The required output is the line containing "Target: gold metal handle" through the final line of the material below, printed exactly, with no other lines.

■ **Supplied data**:
* * *
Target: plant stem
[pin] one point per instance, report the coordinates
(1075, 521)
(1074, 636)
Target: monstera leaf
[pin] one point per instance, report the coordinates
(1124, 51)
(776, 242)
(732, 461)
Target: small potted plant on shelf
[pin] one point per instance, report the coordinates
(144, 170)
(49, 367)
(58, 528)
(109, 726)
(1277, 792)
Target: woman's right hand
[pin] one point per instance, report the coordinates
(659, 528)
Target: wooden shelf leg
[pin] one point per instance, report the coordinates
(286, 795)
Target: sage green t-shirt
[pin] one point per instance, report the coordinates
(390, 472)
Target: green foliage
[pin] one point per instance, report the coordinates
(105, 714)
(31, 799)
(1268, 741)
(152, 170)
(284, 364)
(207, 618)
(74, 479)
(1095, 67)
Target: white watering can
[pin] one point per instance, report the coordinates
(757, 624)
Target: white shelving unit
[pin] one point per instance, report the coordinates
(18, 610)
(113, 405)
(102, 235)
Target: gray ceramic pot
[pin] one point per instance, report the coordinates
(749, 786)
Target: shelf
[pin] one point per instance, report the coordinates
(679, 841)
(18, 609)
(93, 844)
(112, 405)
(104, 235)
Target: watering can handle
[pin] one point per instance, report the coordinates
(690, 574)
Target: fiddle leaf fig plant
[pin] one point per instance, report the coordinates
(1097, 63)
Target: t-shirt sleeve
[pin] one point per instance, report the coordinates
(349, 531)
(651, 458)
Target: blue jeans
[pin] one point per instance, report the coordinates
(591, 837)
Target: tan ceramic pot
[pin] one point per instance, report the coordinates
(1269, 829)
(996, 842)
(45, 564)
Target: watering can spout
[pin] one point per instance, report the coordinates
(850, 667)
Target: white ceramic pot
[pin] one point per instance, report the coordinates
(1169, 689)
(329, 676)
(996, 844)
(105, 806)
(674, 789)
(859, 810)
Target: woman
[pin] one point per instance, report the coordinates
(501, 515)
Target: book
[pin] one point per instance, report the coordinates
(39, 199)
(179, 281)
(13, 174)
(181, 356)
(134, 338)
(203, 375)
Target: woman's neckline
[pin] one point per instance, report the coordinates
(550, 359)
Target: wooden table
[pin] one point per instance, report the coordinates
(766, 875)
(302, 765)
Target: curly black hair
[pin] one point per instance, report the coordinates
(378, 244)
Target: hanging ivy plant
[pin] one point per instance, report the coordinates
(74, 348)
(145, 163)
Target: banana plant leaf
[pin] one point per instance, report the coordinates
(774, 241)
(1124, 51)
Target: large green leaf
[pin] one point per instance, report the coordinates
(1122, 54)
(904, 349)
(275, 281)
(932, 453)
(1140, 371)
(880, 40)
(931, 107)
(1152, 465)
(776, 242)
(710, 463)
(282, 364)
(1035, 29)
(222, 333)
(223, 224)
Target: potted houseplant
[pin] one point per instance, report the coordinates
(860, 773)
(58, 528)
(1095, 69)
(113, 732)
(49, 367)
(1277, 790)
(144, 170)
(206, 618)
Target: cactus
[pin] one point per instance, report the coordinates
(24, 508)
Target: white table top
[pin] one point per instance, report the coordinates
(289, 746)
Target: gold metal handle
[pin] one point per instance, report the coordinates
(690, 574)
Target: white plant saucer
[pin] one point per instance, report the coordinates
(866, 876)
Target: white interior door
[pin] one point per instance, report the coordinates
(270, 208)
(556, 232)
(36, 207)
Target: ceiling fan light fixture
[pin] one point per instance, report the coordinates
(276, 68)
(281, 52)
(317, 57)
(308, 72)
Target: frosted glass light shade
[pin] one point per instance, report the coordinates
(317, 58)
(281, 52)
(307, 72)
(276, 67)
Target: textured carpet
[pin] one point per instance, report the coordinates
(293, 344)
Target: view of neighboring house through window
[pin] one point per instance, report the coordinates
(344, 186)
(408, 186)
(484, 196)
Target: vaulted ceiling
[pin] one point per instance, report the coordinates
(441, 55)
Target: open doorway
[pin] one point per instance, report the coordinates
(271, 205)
* * *
■ **Complete response**:
Target: gold metal handle
[pin] one point per instance, report the coordinates
(690, 574)
Target: white plant saucer
[pin] one point per instance, report the coordinates
(866, 876)
Target: white interior door
[pin] one point per instance, report the coordinates
(270, 208)
(556, 232)
(36, 207)
Target: ceiling fan light fixture
[pin] one point per instance, report the coordinates
(276, 68)
(281, 52)
(317, 57)
(308, 72)
Target: frosted glass light shade
[pin] one point per instance, report the coordinates
(317, 58)
(281, 52)
(307, 72)
(276, 67)
Target: textured carpet
[pin] one point per instance, report the coordinates
(293, 344)
Target: view of neighboring house through window
[pin] one point per instance, report the coordinates
(344, 186)
(408, 186)
(484, 196)
Target: vaulted ceiling
[pin] one point per instance, report the coordinates
(441, 55)
Target: open doorway
[pin] one point per instance, report the coordinates
(271, 205)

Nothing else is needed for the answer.